▶ Page excerpt:
────────────────

However, it is **bad practice** to look at your data for patterns or to see what research questions you should ask and test.

There are a couple of different ways you can look at your data:

* Glimpse provides information on each column, it's name, type and the first few entries:


In [None]:
glimpse(sleep)

* Head (Tail) shows the first (last) *n* rows:

In [None]:
head(sleep, n=2)
tail(sleep, n=3)

* View which will work in R Studio will open the whole data file in a separate panel. To do this either type `View(sleep)` or click on `sleep` in the environment panel of R Studio.

## Data Cleaning and Preparation

### Clean Column Names

A good first step is to clean column names, in case there are any odd symbols or mixed cases. The quickest way to do this is with the clean_names function from the `janitor` package.

In [None]:
# Fix column names reassigning this to the data frame sleep
sleep <- clean_names(sleep)

────────────────

▶ Exercise 1:
According to the excerpt on looking at and cleaning data in R, which package provides the clean_names function?
▶ Exercise 2:
Reproduce the excerpt on looking at and cleaning data in R from "tail(sleep, n=3)" to "of R Studio.".
▶ Exercise 3:
Pick up the excerpt on looking at and cleaning data in R after its last line and keep writing it.

(Stored items from a collection)

────────────────

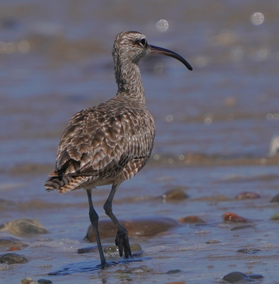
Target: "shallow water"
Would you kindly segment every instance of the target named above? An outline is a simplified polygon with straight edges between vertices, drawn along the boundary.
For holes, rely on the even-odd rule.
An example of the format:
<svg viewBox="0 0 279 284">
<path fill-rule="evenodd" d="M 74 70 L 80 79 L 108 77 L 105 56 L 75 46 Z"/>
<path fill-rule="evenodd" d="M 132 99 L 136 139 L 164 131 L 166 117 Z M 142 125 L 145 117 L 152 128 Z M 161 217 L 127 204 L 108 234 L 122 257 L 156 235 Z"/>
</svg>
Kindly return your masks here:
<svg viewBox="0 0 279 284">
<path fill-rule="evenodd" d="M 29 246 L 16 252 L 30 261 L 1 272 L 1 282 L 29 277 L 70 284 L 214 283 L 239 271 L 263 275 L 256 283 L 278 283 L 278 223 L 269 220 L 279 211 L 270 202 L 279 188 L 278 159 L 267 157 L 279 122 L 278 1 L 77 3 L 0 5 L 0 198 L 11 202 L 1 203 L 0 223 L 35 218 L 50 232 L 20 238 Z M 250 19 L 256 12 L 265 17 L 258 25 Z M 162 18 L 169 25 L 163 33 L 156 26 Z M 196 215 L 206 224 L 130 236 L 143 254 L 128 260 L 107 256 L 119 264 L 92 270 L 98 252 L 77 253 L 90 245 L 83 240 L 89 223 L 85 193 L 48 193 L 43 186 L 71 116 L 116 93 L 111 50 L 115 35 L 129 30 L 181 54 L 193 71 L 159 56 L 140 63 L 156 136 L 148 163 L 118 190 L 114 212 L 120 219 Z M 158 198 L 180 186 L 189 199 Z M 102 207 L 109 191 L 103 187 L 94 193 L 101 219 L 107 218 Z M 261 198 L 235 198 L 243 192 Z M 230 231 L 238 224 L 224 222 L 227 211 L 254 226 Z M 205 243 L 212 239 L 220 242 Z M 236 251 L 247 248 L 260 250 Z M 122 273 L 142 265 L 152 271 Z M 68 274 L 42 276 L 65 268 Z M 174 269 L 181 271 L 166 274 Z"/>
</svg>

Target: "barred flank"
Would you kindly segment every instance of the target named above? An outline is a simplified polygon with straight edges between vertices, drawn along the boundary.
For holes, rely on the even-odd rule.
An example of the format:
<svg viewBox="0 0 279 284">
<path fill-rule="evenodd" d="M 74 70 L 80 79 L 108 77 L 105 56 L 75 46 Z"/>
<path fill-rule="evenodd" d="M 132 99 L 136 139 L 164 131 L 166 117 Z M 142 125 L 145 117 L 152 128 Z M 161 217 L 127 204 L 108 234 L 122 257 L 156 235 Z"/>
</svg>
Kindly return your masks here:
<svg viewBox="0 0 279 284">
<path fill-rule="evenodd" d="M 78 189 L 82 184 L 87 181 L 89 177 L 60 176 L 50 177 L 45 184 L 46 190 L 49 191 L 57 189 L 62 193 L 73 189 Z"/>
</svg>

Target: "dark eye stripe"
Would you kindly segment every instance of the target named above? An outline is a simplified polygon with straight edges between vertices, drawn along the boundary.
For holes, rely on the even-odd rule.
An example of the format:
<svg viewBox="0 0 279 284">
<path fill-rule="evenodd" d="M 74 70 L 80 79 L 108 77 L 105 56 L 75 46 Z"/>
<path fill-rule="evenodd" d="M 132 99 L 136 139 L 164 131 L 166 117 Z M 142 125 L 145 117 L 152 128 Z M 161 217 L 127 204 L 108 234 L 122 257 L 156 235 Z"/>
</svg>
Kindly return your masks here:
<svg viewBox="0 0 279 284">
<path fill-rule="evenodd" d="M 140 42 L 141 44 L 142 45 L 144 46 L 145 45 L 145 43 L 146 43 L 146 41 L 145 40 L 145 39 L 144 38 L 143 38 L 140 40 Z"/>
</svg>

────────────────

▶ Written answer 1:
The `janitor` package.

▶ Written answer 2:
tail(sleep, n=3)

* View which will work in R Studio will open the whole data file in a separate panel. To do this either type `View(sleep)` or click on `sleep` in the environment panel of R Studio.

▶ Written answer 3:
### Trimming Data

It is often practical to trim your data set down to only the
necessary columns (variables). We can easily do this using the select function. We will keep only the variables mentioned in the Scenario.

*Note: it is best practise to preserve the original data frame so when we trim we assign this to a new data frame.*

In [None]:
# Trim sleep to select columns only and assign this to a new data frame sleep_trim
sleep_trim <- sleep %>%
  select(id,
    gender,
    age,
    hypertension,
    sleep_hrs_night,
    phys_active,
    smoke_now,
    alcohol_day,
    regular_marij,
    bmi)